● **Yapmanız Gereken**
Belge alıntısından bir bölümü aynen kopyalayın: "Mehlika’nın Sınıf Arkadaşı" sözcüklerinin geçtiği yerden başlayın ve "Neden İntihar Etmişti?" sözcüklerinden sonra durun.

● **Belge Alıntısı**
◇ ◇ ◇ ◇ ◇

Yukarı; santrale doğru gidenler, santral havuzunun ortasında Mehlika’nın donmuş saçlarını ve bedenini gördüler. “Santralin su deposunda Mehlika Bozkurt ablanın donmuş cesedini gördük. Ağabeyler çıkardı. Okula getirdiler. Cesedi hamama koydular. Herkes ağlıyordu. En çok da ben ağlıyordum. Çünkü benim gerçekten ablamdı.” (A.g.e, s. 58)

Hemen santralin suyunu kestiler ve enstitü yakınlarındaki karakola haber verdiler. Sonra da Kars Savcılığına, adli tabipliğe ve jandarma komutanlığına… Savcı olaydan bir gün sonra ancak gelebildi. Mehlika’nın cansız bedeni havuzda öylece bir gün daha kaldı.

Savcı gelince sıcak su dökerek cesedi oradan çıkardılar. Okulun hamamında vücut normal hale gelinceye kadar beklediler. Muayene ve normal işlemlerden sonra cenazenin gömülmesine izin verildi. Mehlika Bozkurt Ardahan yolu kenarına gömüldü. Öğrenciler günlerce ziyarete gittiler. Gelip geçenler Mehlika’yı andılar, hüzünlendiler. Yıllarca tek mezar olarak kaldı. Enstitünün bulunduğu Susuz köyü ilçe olunca, çevresi yeni mezarlarla doldu ve burası ilçe mezarlığına dönüştü.

Mehlika’nın Sınıf Arkadaşı Mehmet Alptekin’in Mektubu

2013 yılında Bursa’dan emekli matematik öğretmeni Mehmet Alptekin’den Köy Enstitüleri ve Çağdaş Eğitim Vakfımıza gönderilmiş bir mektup aldık. Alptekin öğretmen Mehlika Bozkurt’un sınıf arkadaşıydı ve olayın yakın tanığıydı. Mektubu, şair A. Kadir Paksoy’un Mehlika için yazdığı şiirden etkilenmiş, ona ulaştırmamız için bize göndermişti… Mektubun bir örneğini de bizim arşivimize kaydetmemizi istiyordu.

“Mehlika Bozkurt benim masa-sıra arkadaşım oldu. Çoğu zamanımızı ders çalışarak ve sohbet ederek geçirirdik. Aramızda bacı-kardeş ilişkisi vardı.” (Alptekin, 24.07.2013 mektubu)

Mehlika Bozkurt Neden İntihar Etmişti?

Mehlika Bozkurt o gün (10 Ocak 1950, Salı günü) “Kızlar yatakhanesinde ütü görevlisidir. Şemsettin Özçelik, Mehlika Bozkurt’a ütülemesi için verdiği kravatını almaya gider. Bir süre sonra oraya aynı sınıftan İsmet Ayık da gelir. Bir tatsızlığa ve dedikoduya meydan vermek istemeyen Şemsettin aniden karyolanın altına girer, ama ayakları görünür. İsmet kravatını alarak sınıfa döner ve durumu arkadaşlarına anlatır.” (A.g. mektup)

◇ ◇ ◇ ◇ ◇

● **Veri Satırları**
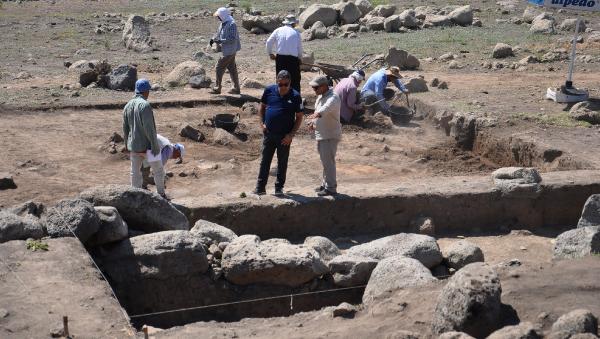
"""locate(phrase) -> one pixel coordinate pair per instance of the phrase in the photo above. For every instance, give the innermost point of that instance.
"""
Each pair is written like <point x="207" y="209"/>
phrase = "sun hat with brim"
<point x="290" y="20"/>
<point x="319" y="81"/>
<point x="395" y="71"/>
<point x="142" y="85"/>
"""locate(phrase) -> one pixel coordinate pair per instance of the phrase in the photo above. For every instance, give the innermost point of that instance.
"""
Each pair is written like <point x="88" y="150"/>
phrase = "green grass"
<point x="560" y="119"/>
<point x="432" y="42"/>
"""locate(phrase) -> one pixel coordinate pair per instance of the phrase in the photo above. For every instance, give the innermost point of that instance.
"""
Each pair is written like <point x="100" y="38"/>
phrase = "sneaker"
<point x="325" y="192"/>
<point x="259" y="191"/>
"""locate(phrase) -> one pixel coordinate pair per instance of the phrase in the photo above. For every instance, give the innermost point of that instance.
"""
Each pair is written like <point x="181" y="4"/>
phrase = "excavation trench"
<point x="460" y="205"/>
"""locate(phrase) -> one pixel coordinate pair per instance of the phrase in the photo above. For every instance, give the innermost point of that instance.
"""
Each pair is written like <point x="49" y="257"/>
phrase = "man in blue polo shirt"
<point x="280" y="118"/>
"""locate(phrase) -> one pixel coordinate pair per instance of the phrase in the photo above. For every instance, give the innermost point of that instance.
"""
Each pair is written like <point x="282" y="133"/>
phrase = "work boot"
<point x="259" y="191"/>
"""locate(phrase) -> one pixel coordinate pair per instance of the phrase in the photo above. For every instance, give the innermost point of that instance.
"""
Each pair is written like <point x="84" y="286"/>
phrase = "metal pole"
<point x="569" y="83"/>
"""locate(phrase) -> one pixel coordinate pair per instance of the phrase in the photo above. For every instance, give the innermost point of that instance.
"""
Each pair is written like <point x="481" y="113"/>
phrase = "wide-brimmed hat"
<point x="290" y="19"/>
<point x="395" y="71"/>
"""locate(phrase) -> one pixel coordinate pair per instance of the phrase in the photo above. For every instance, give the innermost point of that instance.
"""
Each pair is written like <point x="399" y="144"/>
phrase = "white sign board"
<point x="577" y="5"/>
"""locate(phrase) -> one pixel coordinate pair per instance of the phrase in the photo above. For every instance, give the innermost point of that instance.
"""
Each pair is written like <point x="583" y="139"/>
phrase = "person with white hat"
<point x="347" y="89"/>
<point x="228" y="38"/>
<point x="167" y="151"/>
<point x="141" y="139"/>
<point x="285" y="47"/>
<point x="372" y="92"/>
<point x="325" y="122"/>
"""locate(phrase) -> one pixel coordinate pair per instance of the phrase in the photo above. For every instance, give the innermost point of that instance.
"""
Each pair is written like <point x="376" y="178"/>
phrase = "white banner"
<point x="578" y="5"/>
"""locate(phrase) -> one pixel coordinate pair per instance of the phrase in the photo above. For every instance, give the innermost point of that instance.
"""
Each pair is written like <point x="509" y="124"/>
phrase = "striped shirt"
<point x="227" y="35"/>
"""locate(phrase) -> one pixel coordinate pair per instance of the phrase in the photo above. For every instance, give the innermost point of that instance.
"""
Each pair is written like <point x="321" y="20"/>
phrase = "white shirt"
<point x="328" y="126"/>
<point x="286" y="41"/>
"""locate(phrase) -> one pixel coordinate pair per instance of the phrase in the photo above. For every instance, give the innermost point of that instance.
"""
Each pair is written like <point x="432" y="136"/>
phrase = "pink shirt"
<point x="346" y="90"/>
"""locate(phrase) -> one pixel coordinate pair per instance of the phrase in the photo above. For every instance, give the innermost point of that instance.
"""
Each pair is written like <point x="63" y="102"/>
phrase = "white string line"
<point x="15" y="274"/>
<point x="127" y="318"/>
<point x="246" y="301"/>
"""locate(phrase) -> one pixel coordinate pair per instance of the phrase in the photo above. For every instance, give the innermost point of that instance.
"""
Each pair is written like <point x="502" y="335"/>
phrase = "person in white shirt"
<point x="285" y="47"/>
<point x="167" y="151"/>
<point x="325" y="121"/>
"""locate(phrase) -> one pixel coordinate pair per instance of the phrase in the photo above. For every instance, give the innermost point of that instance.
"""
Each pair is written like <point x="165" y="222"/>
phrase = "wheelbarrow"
<point x="338" y="72"/>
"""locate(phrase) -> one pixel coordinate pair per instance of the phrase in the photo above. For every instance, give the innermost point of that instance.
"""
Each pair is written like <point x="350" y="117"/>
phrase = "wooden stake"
<point x="66" y="326"/>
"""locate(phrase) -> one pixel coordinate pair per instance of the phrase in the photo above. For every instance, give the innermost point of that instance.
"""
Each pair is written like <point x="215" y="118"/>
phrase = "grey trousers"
<point x="227" y="63"/>
<point x="327" y="150"/>
<point x="136" y="172"/>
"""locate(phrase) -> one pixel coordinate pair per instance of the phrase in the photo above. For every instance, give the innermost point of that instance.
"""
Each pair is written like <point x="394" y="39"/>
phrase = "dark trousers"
<point x="292" y="65"/>
<point x="272" y="143"/>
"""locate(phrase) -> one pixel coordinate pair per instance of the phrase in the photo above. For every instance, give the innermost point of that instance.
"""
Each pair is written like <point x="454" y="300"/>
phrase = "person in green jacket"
<point x="141" y="140"/>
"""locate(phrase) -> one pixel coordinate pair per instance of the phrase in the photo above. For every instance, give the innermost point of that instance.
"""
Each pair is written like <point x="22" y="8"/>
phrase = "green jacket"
<point x="139" y="127"/>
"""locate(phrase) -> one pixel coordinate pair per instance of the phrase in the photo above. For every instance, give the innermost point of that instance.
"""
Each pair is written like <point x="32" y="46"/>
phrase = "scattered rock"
<point x="112" y="227"/>
<point x="502" y="50"/>
<point x="375" y="23"/>
<point x="222" y="137"/>
<point x="394" y="273"/>
<point x="181" y="74"/>
<point x="577" y="243"/>
<point x="590" y="216"/>
<point x="70" y="216"/>
<point x="15" y="227"/>
<point x="141" y="209"/>
<point x="266" y="23"/>
<point x="417" y="246"/>
<point x="122" y="78"/>
<point x="344" y="310"/>
<point x="325" y="247"/>
<point x="415" y="85"/>
<point x="247" y="260"/>
<point x="530" y="13"/>
<point x="543" y="23"/>
<point x="200" y="81"/>
<point x="160" y="256"/>
<point x="402" y="59"/>
<point x="383" y="11"/>
<point x="351" y="270"/>
<point x="249" y="83"/>
<point x="470" y="302"/>
<point x="6" y="181"/>
<point x="570" y="24"/>
<point x="588" y="111"/>
<point x="349" y="13"/>
<point x="364" y="6"/>
<point x="577" y="321"/>
<point x="201" y="57"/>
<point x="462" y="253"/>
<point x="29" y="207"/>
<point x="136" y="34"/>
<point x="454" y="335"/>
<point x="524" y="330"/>
<point x="462" y="16"/>
<point x="213" y="232"/>
<point x="317" y="12"/>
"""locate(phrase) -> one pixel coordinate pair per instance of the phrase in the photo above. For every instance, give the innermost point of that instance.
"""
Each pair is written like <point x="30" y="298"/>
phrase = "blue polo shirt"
<point x="281" y="111"/>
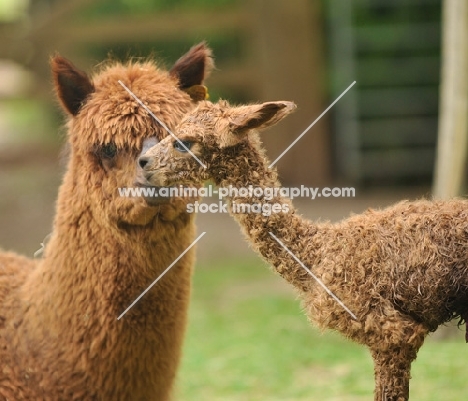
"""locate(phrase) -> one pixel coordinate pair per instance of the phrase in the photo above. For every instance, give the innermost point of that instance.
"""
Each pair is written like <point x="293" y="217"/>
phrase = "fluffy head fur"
<point x="59" y="334"/>
<point x="402" y="271"/>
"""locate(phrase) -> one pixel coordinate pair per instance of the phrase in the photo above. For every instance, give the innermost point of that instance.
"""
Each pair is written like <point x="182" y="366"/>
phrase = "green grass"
<point x="249" y="340"/>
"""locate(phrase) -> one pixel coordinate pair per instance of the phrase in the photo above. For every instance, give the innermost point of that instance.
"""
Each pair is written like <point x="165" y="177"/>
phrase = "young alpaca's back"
<point x="383" y="278"/>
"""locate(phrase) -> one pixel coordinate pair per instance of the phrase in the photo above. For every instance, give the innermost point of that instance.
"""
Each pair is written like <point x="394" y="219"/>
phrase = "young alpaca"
<point x="401" y="271"/>
<point x="59" y="334"/>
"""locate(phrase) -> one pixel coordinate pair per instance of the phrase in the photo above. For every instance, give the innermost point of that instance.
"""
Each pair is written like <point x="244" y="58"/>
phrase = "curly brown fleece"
<point x="402" y="271"/>
<point x="59" y="334"/>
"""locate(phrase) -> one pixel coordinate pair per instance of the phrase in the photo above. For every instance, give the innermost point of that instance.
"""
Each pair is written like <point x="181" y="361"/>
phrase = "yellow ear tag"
<point x="198" y="92"/>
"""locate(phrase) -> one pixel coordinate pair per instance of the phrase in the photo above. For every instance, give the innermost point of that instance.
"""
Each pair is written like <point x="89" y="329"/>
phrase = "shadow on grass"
<point x="248" y="339"/>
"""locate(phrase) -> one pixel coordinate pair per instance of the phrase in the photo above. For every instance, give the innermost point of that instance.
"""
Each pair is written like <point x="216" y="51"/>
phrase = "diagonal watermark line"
<point x="162" y="274"/>
<point x="311" y="125"/>
<point x="315" y="277"/>
<point x="161" y="123"/>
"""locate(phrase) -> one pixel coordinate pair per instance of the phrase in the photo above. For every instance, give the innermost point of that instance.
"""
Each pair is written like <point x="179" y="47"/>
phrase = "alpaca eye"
<point x="109" y="151"/>
<point x="182" y="146"/>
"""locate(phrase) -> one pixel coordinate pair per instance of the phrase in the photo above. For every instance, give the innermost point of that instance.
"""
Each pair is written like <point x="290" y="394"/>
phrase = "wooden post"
<point x="453" y="118"/>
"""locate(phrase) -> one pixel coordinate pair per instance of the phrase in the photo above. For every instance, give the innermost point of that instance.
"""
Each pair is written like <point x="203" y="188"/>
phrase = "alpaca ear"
<point x="192" y="69"/>
<point x="259" y="116"/>
<point x="72" y="85"/>
<point x="246" y="118"/>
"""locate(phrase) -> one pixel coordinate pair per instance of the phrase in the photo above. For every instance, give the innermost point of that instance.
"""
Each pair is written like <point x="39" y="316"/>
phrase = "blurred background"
<point x="248" y="338"/>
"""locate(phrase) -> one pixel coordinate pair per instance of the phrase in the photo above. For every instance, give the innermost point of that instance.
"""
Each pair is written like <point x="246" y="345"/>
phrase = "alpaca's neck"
<point x="268" y="215"/>
<point x="90" y="273"/>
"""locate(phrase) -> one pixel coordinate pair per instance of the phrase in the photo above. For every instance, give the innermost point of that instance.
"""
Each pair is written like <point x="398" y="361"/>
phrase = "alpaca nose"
<point x="143" y="161"/>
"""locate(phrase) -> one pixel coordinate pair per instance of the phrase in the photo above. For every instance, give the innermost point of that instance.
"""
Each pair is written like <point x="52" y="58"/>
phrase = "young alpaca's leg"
<point x="401" y="339"/>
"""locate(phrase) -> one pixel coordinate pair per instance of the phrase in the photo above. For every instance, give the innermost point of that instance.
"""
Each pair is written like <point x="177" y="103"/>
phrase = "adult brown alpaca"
<point x="401" y="271"/>
<point x="59" y="334"/>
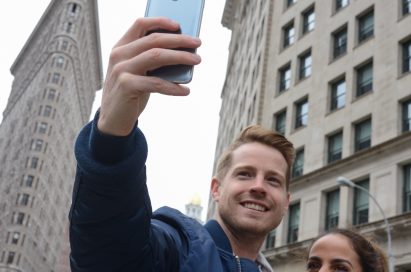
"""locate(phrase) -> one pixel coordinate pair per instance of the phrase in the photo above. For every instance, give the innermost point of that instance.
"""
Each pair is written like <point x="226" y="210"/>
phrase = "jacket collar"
<point x="218" y="235"/>
<point x="221" y="241"/>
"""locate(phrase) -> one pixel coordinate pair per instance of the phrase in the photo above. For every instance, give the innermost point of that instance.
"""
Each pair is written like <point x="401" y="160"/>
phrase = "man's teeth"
<point x="254" y="206"/>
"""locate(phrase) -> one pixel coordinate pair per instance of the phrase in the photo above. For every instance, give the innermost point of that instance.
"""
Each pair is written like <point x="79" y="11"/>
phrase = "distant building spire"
<point x="194" y="208"/>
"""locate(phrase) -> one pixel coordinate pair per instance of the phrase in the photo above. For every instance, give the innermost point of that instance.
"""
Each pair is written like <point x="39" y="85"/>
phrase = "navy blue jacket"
<point x="112" y="227"/>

◇ ◇ ◇ ◇ ◇

● **Yazılı Cevap**
Mehlika’nın Sınıf Arkadaşı Mehmet Alptekin’in Mektubu

2013 yılında Bursa’dan emekli matematik öğretmeni Mehmet Alptekin’den Köy Enstitüleri ve Çağdaş Eğitim Vakfımıza gönderilmiş bir mektup aldık. Alptekin öğretmen Mehlika Bozkurt’un sınıf arkadaşıydı ve olayın yakın tanığıydı. Mektubu, şair A. Kadir Paksoy’un Mehlika için yazdığı şiirden etkilenmiş, ona ulaştırmamız için bize göndermişti… Mektubun bir örneğini de bizim arşivimize kaydetmemizi istiyordu.

“Mehlika Bozkurt benim masa-sıra arkadaşım oldu. Çoğu zamanımızı ders çalışarak ve sohbet ederek geçirirdik. Aramızda bacı-kardeş ilişkisi vardı.” (Alptekin, 24.07.2013 mektubu)

Mehlika Bozkurt Neden İntihar Etmişti?